Operating System (8) : 文件系统

June 07, 2016

了解文件系统的具体实现，与进程管理等的关系，了解缓存对操作系统IO访问的性能改进，了解虚拟文件系统（VFS）、buffer cache和disk driver之间的关系。

概要

掌握基本的文件系统系统调用的实现方法；
了解一个基于索引节点组织方式的Simple FS文件系统的设计与实现；
了解文件系统抽象层-VFS的设计与实现

1: 完成读文件操作的实现

在sfsinode.c::sfsionolock中，先判断开头大小，如果小于一块，就直接调用bufio后返回。如果大于一块，中间的每块也用调用blkio。直到最后块，此时判断结尾块大小，然后继续调用bufio。ret表示是否操作成功，alen表示长度。

对于UNIX的PIPE机制，可在管道内使用以下变量，读、写指针，互斥锁，缓冲区。读写指针表示数组的读入读出位置，当读写指针重合时，挂起正在读的进程。此时使用互斥锁保证一个进程在操作时不会有其他进程同时操作，并且使写入操作完成后唤醒读进程。

kern/fs/sfs/sfs_inode.c

/*  
 * sfs_io_nolock - Rd/Wr a file contentfrom offset position to offset+ length  disk blocks<-->buffer (in memroy)

**已知信息:**
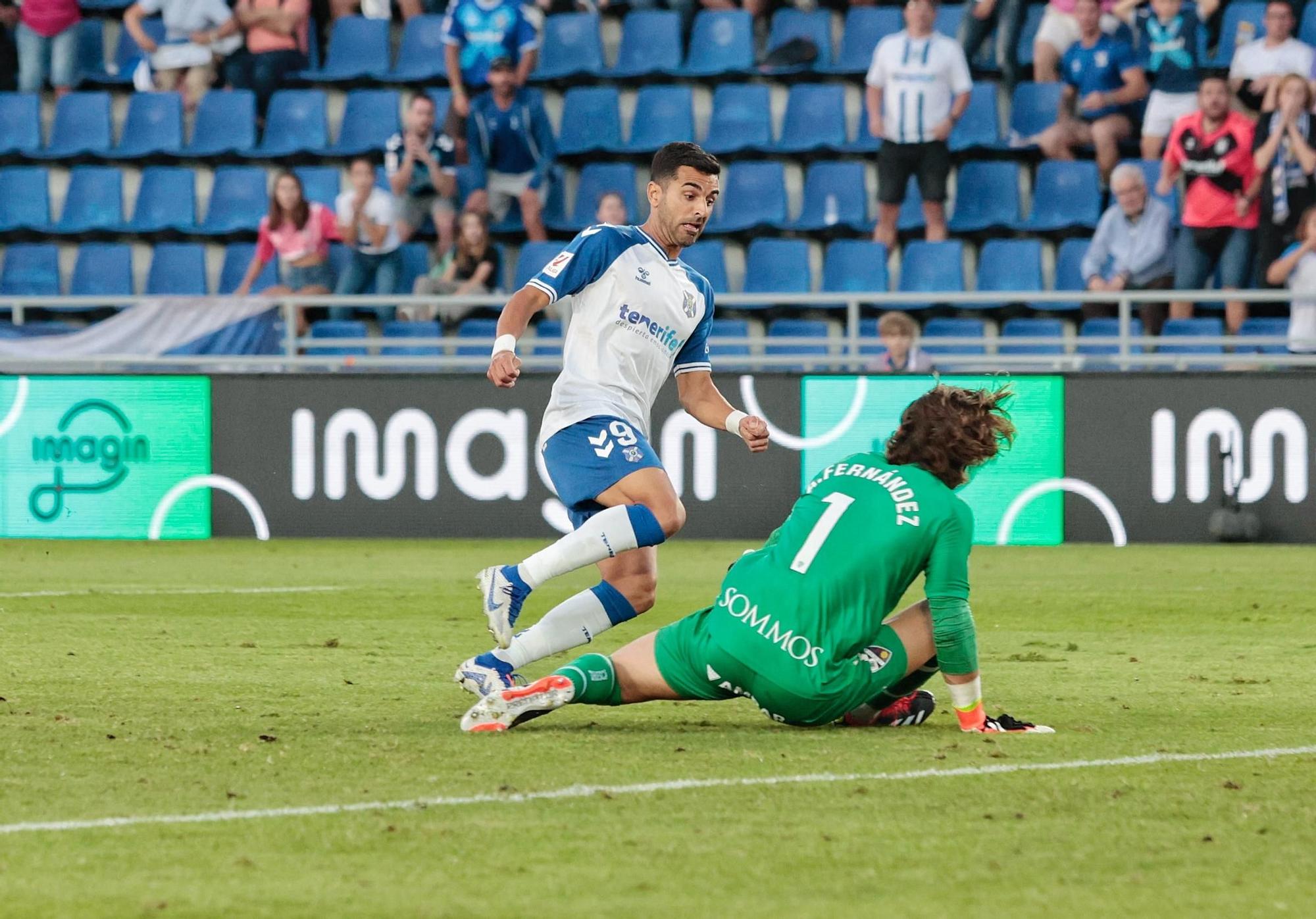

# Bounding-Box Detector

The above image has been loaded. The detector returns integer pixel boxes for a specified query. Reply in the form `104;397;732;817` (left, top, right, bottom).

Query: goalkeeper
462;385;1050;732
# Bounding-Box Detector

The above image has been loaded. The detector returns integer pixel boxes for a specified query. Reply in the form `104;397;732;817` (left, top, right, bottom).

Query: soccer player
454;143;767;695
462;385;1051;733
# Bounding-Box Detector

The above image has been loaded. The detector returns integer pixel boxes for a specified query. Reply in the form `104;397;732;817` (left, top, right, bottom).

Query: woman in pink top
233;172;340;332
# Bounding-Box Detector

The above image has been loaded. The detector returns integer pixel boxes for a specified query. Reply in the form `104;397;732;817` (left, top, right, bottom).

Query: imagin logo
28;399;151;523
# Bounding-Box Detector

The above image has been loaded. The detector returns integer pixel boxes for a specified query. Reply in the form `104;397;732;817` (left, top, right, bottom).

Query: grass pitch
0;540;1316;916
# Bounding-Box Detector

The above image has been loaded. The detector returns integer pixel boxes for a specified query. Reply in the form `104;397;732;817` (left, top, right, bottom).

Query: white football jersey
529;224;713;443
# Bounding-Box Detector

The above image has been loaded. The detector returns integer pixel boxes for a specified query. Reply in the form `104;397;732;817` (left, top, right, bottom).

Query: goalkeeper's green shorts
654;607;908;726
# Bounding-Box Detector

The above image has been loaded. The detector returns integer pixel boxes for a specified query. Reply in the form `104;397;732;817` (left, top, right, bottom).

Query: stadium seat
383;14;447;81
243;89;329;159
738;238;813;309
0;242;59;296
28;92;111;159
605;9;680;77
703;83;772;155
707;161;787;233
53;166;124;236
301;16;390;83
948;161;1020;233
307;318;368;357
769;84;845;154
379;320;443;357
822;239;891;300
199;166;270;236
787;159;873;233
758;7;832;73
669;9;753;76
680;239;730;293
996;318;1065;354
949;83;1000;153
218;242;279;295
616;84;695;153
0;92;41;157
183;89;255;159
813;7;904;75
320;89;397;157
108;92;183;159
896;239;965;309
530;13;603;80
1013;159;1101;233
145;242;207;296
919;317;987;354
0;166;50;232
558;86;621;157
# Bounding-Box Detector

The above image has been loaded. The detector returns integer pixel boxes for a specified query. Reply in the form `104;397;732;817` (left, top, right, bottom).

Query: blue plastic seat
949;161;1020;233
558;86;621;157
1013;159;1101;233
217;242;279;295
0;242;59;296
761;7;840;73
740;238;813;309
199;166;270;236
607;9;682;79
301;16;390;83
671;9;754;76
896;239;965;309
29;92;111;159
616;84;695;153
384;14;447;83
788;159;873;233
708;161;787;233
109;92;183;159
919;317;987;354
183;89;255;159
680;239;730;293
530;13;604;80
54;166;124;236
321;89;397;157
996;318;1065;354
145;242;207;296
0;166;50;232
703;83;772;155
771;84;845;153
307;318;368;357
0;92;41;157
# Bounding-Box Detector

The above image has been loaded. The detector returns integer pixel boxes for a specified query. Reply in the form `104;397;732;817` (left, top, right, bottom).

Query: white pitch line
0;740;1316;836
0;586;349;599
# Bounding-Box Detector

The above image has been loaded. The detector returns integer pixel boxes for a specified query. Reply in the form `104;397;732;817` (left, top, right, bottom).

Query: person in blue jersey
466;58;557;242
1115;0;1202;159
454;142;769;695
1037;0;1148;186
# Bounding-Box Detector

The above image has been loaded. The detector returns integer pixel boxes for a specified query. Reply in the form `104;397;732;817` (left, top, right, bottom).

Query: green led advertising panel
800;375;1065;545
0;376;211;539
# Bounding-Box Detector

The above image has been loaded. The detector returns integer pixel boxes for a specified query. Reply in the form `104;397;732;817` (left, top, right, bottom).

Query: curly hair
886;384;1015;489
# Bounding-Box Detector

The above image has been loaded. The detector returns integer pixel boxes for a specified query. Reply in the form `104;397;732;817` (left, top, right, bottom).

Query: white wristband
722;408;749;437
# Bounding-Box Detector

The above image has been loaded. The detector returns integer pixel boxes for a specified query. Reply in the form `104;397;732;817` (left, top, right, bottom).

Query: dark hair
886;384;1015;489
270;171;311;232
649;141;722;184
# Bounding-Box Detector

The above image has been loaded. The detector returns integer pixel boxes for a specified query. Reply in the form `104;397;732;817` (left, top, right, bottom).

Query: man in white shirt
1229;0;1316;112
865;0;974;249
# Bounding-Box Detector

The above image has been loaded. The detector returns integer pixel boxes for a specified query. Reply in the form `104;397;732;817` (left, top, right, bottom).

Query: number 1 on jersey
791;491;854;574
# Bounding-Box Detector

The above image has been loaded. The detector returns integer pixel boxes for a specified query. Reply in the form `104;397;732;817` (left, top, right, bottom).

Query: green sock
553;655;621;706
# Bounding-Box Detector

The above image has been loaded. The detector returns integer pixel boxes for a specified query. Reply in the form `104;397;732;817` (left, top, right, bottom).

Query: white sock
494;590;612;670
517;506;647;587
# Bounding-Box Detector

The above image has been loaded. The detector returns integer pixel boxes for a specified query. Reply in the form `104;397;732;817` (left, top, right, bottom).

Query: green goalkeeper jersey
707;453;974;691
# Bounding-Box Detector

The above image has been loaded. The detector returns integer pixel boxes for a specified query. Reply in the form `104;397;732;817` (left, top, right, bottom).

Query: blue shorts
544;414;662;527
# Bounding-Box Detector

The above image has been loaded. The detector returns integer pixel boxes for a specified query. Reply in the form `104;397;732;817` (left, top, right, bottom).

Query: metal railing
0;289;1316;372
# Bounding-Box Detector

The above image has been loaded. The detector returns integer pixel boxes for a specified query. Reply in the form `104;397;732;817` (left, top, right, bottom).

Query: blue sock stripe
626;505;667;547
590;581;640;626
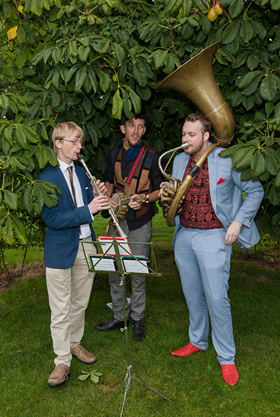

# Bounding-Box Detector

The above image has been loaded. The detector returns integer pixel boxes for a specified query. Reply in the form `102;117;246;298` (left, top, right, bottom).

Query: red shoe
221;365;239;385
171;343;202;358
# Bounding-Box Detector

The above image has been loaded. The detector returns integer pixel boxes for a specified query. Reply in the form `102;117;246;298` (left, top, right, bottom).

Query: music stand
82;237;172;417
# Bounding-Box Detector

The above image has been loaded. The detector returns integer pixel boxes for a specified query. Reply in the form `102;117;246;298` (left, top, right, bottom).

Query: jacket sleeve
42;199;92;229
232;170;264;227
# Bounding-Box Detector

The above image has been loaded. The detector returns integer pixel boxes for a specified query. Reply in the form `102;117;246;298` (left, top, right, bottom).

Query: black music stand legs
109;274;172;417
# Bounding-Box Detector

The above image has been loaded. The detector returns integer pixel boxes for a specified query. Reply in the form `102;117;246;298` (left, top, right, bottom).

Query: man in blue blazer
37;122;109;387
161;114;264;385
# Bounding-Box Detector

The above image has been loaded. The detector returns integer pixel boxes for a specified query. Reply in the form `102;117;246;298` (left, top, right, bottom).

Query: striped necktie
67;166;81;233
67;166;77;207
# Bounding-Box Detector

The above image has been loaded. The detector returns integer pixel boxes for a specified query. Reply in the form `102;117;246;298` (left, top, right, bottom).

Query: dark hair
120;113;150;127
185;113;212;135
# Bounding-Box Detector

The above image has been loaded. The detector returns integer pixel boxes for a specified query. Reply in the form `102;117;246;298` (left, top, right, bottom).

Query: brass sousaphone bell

**操作说明:**
**A)** 根据所给摘录开头一段，列出需要了解彼此之间关系的所有组成部分。
**B)** 在所给摘录描述的UNIX PIPE机制中，读写指针重合时会发生什么？

**最终答案:**
**A)** 虚拟文件系统（VFS）、buffer cache、disk driver

**B)** 挂起正在读的进程。